TASK DETAILS: In the data below, find the line with "Target: dangling earring" and output it along with every later line, exactly, but not the pictures.

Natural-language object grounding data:
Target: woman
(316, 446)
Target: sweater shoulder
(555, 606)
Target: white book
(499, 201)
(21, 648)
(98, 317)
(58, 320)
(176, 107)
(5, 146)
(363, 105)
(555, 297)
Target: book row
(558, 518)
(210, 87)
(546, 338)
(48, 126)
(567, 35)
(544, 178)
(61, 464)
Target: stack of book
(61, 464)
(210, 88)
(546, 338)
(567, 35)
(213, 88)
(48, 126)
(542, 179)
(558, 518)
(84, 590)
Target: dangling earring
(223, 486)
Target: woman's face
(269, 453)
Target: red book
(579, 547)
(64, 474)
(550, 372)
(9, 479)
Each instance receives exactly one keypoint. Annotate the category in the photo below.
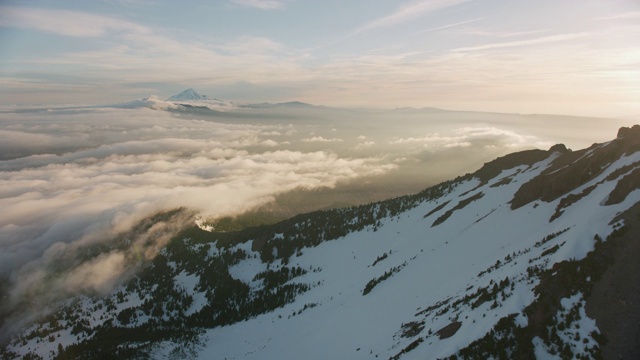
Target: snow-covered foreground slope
(490, 264)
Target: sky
(544, 56)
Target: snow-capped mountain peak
(189, 95)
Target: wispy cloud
(260, 4)
(536, 41)
(65, 22)
(449, 26)
(321, 139)
(409, 12)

SOLUTION FOR THIS PROBLEM:
Target: dangling earring
(223, 486)
Target: woman's face
(269, 453)
Target: red book
(579, 547)
(64, 474)
(550, 372)
(9, 479)
Each instance receives exactly one keypoint. Annotate the category in the photo below.
Target: snow-covered foreground slope
(490, 264)
Target: sky
(544, 56)
Target: snow-capped mountain peak
(189, 95)
Target: wispy cloud
(260, 4)
(536, 41)
(65, 22)
(449, 26)
(321, 139)
(409, 12)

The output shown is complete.